### What to work on
Continue the passage about building raw processing tools in rawproc, starting right after its last sentence.

### Passage
○ ○ ○ ○ ○

So, I’ve been working my next version of rawproc to do, among other things, allow folk to explore the mechanics and ramifications of “real” raw processing, that is, starting with the camera-delivered array and working from there:

  • Libraw provides a means to get the image array directly from the raw file, so I provided a property to enable that.

  • I needed a demosaic tool, so I cobbled together a ‘half’ implementation, took about 15 minutes to implement a walk of the array that takes each RGGB quad q and populates a RGGB pixel p with Rp=Rq, Bp=Bq, and Gp=(G1q+G2q)/2. Took a bit more thinking to make it work with the possible quad combinations, so that’s why what is in github looks more convoluted.

  • I was already working on a whitebalance tool that did the regular stuff: patch average, gray world, and manual entry of multipliers, so I added an option to use the camera multipliers from the raw metadata. That’s where the bias became evident, as you can’t just use these multipliers anywhere, as I’ll explain below.

○ ○ ○ ○ ○

### Given records
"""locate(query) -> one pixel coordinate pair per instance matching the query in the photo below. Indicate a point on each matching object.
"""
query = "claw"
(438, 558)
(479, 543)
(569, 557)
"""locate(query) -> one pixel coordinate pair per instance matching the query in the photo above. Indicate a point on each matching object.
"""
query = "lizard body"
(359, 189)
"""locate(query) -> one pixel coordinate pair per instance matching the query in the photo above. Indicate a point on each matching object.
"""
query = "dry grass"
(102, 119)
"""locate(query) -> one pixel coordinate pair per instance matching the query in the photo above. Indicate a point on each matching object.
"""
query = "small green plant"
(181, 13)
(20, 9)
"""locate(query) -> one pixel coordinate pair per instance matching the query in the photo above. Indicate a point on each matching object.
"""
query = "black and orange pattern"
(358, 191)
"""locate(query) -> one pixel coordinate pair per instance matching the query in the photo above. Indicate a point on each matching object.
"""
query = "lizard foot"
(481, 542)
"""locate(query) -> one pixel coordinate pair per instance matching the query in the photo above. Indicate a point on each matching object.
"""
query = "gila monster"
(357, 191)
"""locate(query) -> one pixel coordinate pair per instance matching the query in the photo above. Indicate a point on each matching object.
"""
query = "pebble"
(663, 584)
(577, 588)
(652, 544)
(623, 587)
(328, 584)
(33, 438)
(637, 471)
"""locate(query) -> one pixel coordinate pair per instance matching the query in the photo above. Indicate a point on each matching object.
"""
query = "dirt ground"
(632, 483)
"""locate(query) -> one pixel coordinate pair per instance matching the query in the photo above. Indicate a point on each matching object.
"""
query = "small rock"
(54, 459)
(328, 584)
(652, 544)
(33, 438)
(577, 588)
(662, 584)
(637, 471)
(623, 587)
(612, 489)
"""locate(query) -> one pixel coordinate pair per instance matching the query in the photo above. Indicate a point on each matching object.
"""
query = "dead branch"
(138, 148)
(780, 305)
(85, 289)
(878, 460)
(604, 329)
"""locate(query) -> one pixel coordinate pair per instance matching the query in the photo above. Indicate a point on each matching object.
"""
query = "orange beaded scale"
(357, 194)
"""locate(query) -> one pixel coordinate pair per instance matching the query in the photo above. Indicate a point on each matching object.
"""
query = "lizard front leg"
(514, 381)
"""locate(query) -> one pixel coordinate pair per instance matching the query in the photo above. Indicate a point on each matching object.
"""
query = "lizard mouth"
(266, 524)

○ ○ ○ ○ ○

### Result for this task
Armed with all this power, I turned off color management (didn’t want the display profile to do something additional), opened my reference train image with the rawdata=1 setting, and got the expected dark monochrome image with the checkerboard pattern. To that, I applied the demosaic tool, and the histogram opened up to the three channels (I load all images, color and monochrome, to three-channel arrays of float 0.0-1.0), all well and good. Curious to see how it was going (linear, underexposed image is still dark), I applied a black-white point stretch to make the image regardable, and this is what I got:

Just to see what it would do, I applied the whitebalance tool with the camera multipliers, here’s what I got:

Now, this is not how one would do proper raw processing, still missing the color conversion from camera space to a working or output space, and that blackwhitepoint scaling is just for illustration, oh, and I guess you’d want to do the whitebalance first before demosaic, but my point is illustrated: an array of camera measurements demosaiced has a green bias.

I really want to understand this, as I don’t feel fully qualified to write an article on something until I can develop an explanation rooted in the specific cause, and not just hand-wave it like a lot of the internet writings do.

Correct me if I am wrong, but in the first instance are you not dumping raw camera light out through assumed sRGB projected lights? IE: Your first image hasn’t converted from camera primaries to sRGB?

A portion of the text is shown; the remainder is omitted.